> **Apply what you read**:
1. Retype the section of the post on attachment style and consumer tech that opens with the words containing "Some of you" and closes with "those early days.".
2. In one to three sentences, explain why the post on attachment style says we feel vulnerable when our attachment style first develops.
3. Carry on writing the post on attachment style and consumer tech from where it stops.

(Beginning of Page text)

Attachment Style and Consumer Tech
Hello my fellow thinkers. Last week we talked about psychological entropy. I've been digging deeper into how our young brains develop strategies to minimize entropy. Many of these strategies live with us everyday. Which leads me to this weeks topic: attachment theory.
Some of you will know this concept from your own psychology knowledge/training or because you've been in therapy dealing with your specific attachment style (oh so fun). The first time I learned about it I was v focused on understanding what this meant personally. But 3 years later, I am now a healthy distance from it to dive into depths of the literature. (will ask my therapist if this is healthy intellectualization?)
Attachment style develops when we are helpless and dependent lil creatures. Our brains build their first predictive model to reduce feelings of fear and anxiety. We feel vulnerable since we depend on our caregivers to meet our basic physiological needs. Psychologist John Bowlby proposed a series of if/then questions that we go through in those early days.
Over time, we develop predictive mental models (in attempts to minimize psychological entropy) of others and of ourselves based on past experiences with our caregivers. This results in four adult categories of attachment styles: secure, fearful, preoccupied and dismissive. These four styles are not stagnant but a combination of two dimensions 1) anxious and 2) avoidant. Scott Barry Kaufman explained it really well in his last book:
- "The anxious-attachment dimension reflects a concern about being rejected and abandoned and is the product of beliefs about whether others will be there for you in times of need.

(End of Page text)
(Beginning of Source data)

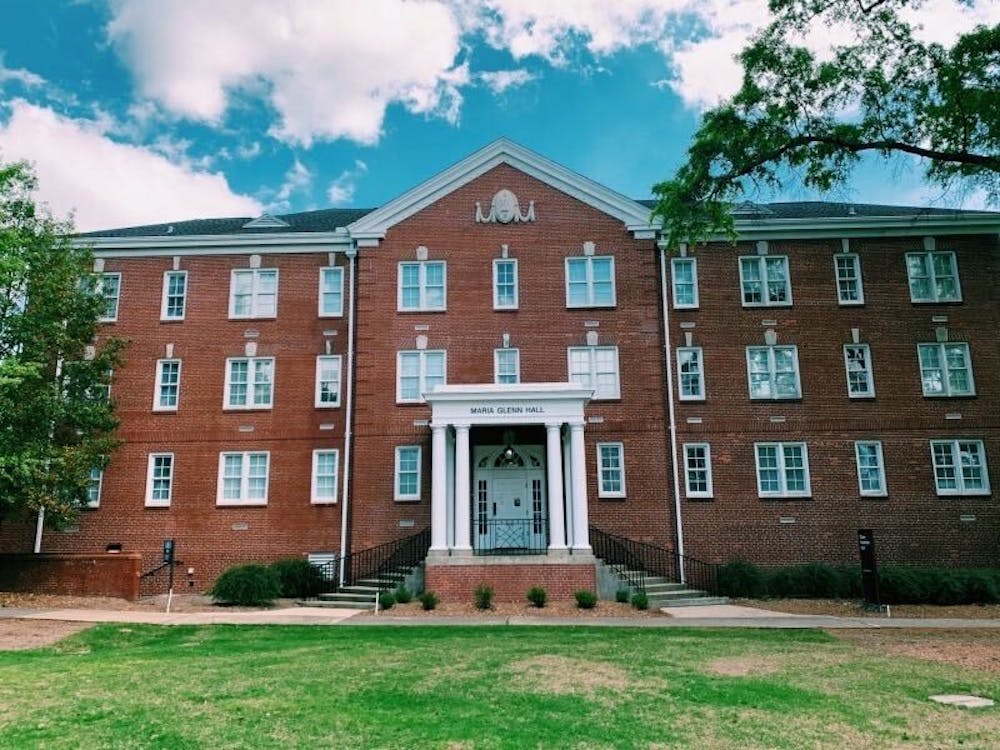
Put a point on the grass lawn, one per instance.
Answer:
(135, 686)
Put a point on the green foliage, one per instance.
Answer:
(811, 117)
(537, 596)
(483, 597)
(247, 585)
(585, 599)
(55, 423)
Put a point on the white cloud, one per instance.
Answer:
(110, 184)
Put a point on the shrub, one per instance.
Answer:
(585, 599)
(298, 577)
(428, 600)
(537, 596)
(483, 597)
(247, 585)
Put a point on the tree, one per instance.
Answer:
(885, 92)
(56, 422)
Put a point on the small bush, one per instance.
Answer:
(537, 596)
(428, 600)
(585, 599)
(299, 578)
(483, 597)
(247, 585)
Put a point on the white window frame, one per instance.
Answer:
(158, 404)
(591, 373)
(255, 312)
(397, 495)
(243, 499)
(882, 491)
(955, 451)
(700, 395)
(929, 259)
(248, 403)
(339, 272)
(709, 492)
(869, 392)
(588, 260)
(497, 305)
(336, 359)
(945, 370)
(152, 502)
(497, 356)
(856, 268)
(674, 263)
(772, 372)
(761, 261)
(423, 354)
(422, 305)
(165, 298)
(314, 496)
(104, 317)
(782, 469)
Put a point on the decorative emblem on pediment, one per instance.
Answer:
(505, 209)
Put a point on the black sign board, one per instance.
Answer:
(869, 567)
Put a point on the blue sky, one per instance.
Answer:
(139, 111)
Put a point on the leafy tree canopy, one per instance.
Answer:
(886, 91)
(56, 422)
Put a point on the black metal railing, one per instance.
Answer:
(635, 560)
(514, 536)
(378, 564)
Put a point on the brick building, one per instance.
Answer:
(330, 381)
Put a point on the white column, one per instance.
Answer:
(462, 498)
(439, 489)
(553, 466)
(581, 534)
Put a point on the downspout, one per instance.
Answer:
(352, 254)
(668, 359)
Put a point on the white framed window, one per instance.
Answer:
(698, 470)
(324, 479)
(243, 478)
(159, 480)
(109, 287)
(417, 372)
(773, 372)
(960, 467)
(871, 468)
(506, 366)
(505, 284)
(684, 274)
(933, 277)
(764, 281)
(249, 383)
(690, 373)
(167, 392)
(590, 281)
(850, 289)
(327, 381)
(331, 292)
(253, 293)
(174, 301)
(858, 364)
(782, 470)
(595, 367)
(407, 474)
(946, 369)
(423, 286)
(611, 467)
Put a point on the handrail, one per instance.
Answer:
(635, 560)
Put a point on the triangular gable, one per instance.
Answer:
(371, 228)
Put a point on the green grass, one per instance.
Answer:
(487, 687)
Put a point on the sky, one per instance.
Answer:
(145, 111)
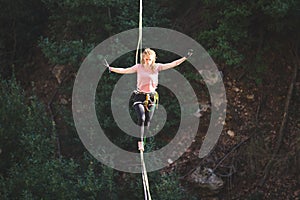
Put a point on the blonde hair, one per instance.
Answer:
(149, 52)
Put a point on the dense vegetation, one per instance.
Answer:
(41, 155)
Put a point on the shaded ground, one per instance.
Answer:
(254, 117)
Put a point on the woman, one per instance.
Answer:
(145, 98)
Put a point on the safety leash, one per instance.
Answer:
(139, 45)
(144, 172)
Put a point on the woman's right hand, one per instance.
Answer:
(105, 63)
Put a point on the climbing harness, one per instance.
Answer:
(151, 99)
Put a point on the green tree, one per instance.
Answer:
(21, 24)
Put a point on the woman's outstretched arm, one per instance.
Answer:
(128, 70)
(176, 62)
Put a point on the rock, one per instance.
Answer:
(206, 179)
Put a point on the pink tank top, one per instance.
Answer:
(147, 79)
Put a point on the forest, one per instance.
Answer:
(255, 46)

(End of Source data)

> **Answer section**:
1.
Some of you will know this concept from your own psychology knowledge/training or because you've been in therapy dealing with your specific attachment style (oh so fun). The first time I learned about it I was v focused on understanding what this meant personally. But 3 years later, I am now a healthy distance from it to dive into depths of the literature. (will ask my therapist if this is healthy intellectualization?)
Attachment style develops when we are helpless and dependent lil creatures. Our brains build their first predictive model to reduce feelings of fear and anxiety. We feel vulnerable since we depend on our caregivers to meet our basic physiological needs. Psychologist John Bowlby proposed a series of if/then questions that we go through in those early days.

2. At that stage we are helpless and dependent, so we rely on our caregivers to meet our basic physiological needs. That dependence makes us feel vulnerable.

3.
- The avoidant-attachment dimension has less to do with a sense of safety and more to do with how you regulate your emotions in response to stress—whether you use others as a secure base or pull away and withdraw from them."
I added my own for shits and giggles. Started from the bottom now we here. Anyways, attachment style is one of the most central parts of every individual’s psychology. Regardless if they believe in mental health or not. I will continue digging but a couple of questions came up:
- Does attachment style impact customer acquisition strategies? Found some studies on how consensus claims in advertisement don't work well for higher on anxious dimension type.
- How does this play out in social networks? One study says "people high on attachment anxiety or avoidance had weaker tie strength (how close the ties in your networks are) and people high on avoidance reported lower multiplexity (how many roles are filled or functions are served by network members).